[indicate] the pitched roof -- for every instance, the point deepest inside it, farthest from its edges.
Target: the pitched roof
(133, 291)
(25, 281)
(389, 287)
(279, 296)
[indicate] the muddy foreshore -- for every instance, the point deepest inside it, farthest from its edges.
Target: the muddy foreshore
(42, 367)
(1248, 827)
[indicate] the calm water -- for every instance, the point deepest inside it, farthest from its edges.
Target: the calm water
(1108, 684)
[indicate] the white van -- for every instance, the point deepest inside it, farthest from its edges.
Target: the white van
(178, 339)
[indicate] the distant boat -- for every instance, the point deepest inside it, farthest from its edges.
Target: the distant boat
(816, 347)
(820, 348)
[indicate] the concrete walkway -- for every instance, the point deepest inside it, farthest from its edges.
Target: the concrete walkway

*Requirement*: Your job here is to copy the entries above exactly.

*Task solution*:
[indicate] the pitched roof -- for every instance, the point deepest inside it, farthest from its edges.
Target: the pitched roof
(133, 291)
(25, 281)
(389, 287)
(279, 296)
[indicate] the muddy foreshore -- for every instance, the point deepest inside it, farthest from its edges.
Target: the muddy foreshore
(42, 367)
(1248, 827)
[indicate] the calm water -- for every instance, the point deepest inside it, farthest from its edges.
Target: the calm water
(1108, 684)
[indicate] the white van -- for every instance, the point deepest inside it, farthest from its edges.
Target: the white van
(178, 339)
[indicate] the distant boat -- for every instance, the point deepest inside it, farthest from its edges.
Target: the distant boat
(816, 347)
(820, 348)
[indicate] the concrete walkway -- for every instance, the point deepest inside it, farthest from its edges.
Target: the concrete walkway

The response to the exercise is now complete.